Please revise the stretch of entries from the line containing "Task: pick out one point on every instance of the paved" through the end of the entries, replacing "walkway" with "footpath" and leaving everything else unchanged.

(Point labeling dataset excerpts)
◇ ◇ ◇

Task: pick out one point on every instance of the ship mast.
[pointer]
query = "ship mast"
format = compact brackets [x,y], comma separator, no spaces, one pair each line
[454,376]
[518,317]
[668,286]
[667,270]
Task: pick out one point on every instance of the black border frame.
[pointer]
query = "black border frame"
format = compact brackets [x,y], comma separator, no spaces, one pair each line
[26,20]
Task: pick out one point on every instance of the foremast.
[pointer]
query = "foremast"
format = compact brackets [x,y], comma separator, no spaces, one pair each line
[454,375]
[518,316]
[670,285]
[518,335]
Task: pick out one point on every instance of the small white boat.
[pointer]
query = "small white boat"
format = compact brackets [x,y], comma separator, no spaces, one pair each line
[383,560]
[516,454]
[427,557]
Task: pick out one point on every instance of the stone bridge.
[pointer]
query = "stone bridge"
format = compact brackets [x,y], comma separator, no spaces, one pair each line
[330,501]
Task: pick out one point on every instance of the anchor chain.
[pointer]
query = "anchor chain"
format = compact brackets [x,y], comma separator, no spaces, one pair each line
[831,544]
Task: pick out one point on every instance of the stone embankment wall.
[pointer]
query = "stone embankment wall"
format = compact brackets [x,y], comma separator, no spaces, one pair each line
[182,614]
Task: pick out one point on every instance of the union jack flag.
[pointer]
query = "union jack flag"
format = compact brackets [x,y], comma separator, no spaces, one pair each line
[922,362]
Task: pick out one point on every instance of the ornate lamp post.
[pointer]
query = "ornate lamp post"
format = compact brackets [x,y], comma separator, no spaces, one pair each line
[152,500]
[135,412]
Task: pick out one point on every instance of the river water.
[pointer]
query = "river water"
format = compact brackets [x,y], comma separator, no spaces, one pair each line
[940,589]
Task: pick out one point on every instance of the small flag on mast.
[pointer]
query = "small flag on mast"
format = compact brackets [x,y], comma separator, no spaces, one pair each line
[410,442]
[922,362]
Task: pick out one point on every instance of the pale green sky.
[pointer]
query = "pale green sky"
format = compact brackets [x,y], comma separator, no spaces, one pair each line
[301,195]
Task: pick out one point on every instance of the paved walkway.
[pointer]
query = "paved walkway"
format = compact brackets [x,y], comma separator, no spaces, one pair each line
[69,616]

◇ ◇ ◇

Answer to this exercise -
Task: pick out one point on every instance of the paved footpath.
[pointer]
query = "paved footpath"
format = compact brackets [x,y], comma separator, no spaces, one pair each line
[69,616]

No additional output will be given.